╭─ Material to process

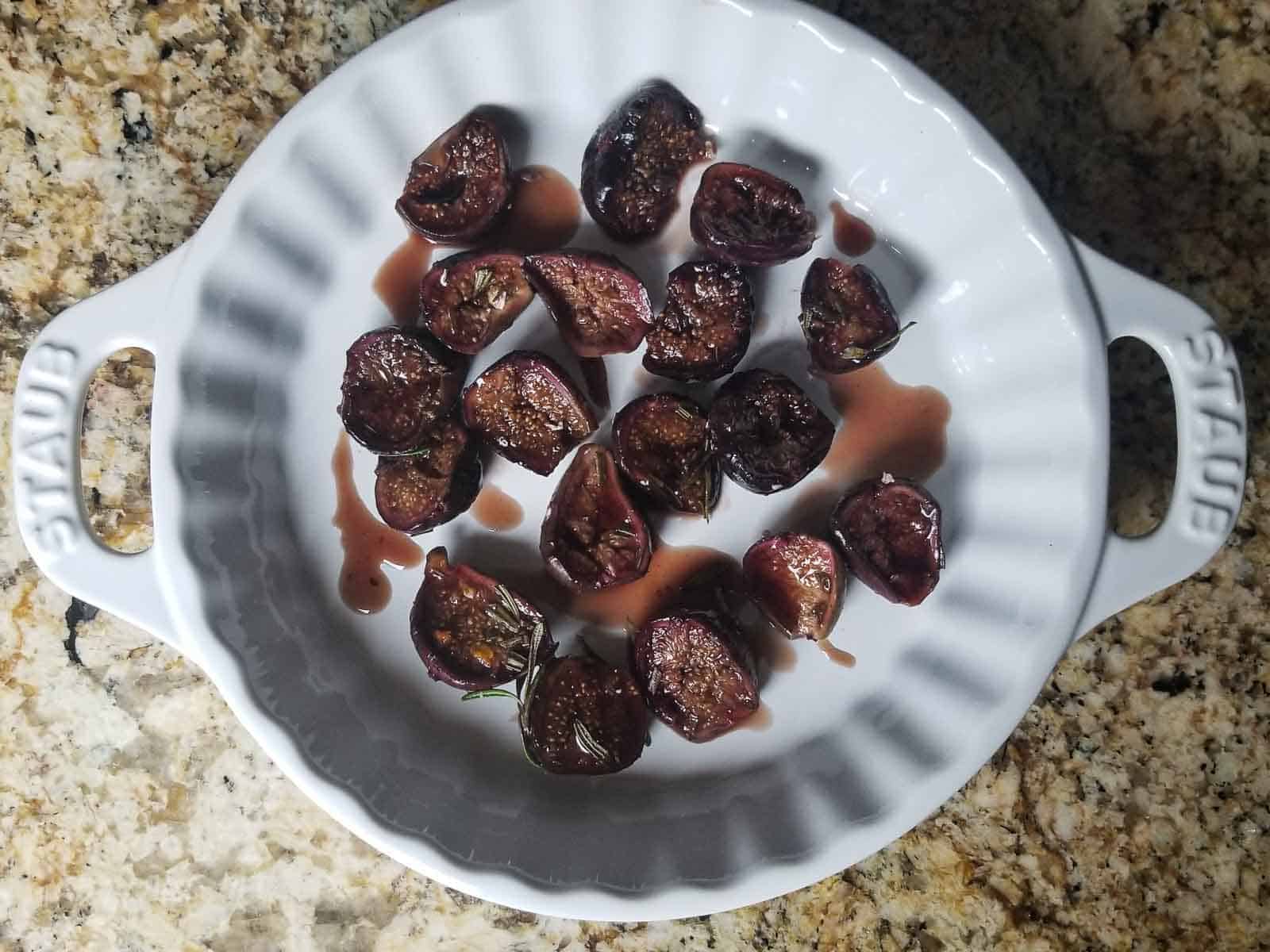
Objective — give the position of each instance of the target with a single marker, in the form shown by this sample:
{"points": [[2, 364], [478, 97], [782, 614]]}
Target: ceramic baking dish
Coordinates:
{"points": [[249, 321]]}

╰─
╭─ Material to process

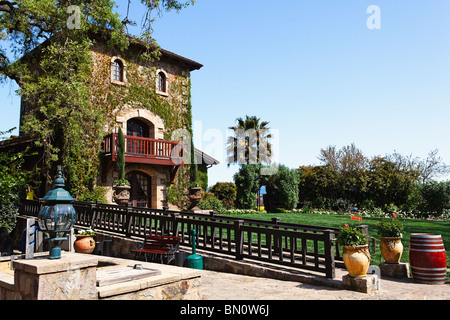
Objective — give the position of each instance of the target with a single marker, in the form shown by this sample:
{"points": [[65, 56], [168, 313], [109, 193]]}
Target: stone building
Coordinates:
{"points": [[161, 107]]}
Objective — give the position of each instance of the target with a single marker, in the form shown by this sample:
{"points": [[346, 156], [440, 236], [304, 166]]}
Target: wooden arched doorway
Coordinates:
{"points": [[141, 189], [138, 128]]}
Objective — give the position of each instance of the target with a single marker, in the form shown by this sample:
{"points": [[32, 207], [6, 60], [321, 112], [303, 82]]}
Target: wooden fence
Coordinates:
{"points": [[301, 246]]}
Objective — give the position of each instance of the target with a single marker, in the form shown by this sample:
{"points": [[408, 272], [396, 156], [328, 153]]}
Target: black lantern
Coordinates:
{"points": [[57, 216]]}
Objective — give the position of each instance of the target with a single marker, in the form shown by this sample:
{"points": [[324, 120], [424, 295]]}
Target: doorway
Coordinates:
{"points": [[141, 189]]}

╰─

● Exercise prompt:
Look through the entries above, and wherever a line holds the string "wooden", copy it.

● Exercise response:
Target: wooden arched doorway
Target: wooden fence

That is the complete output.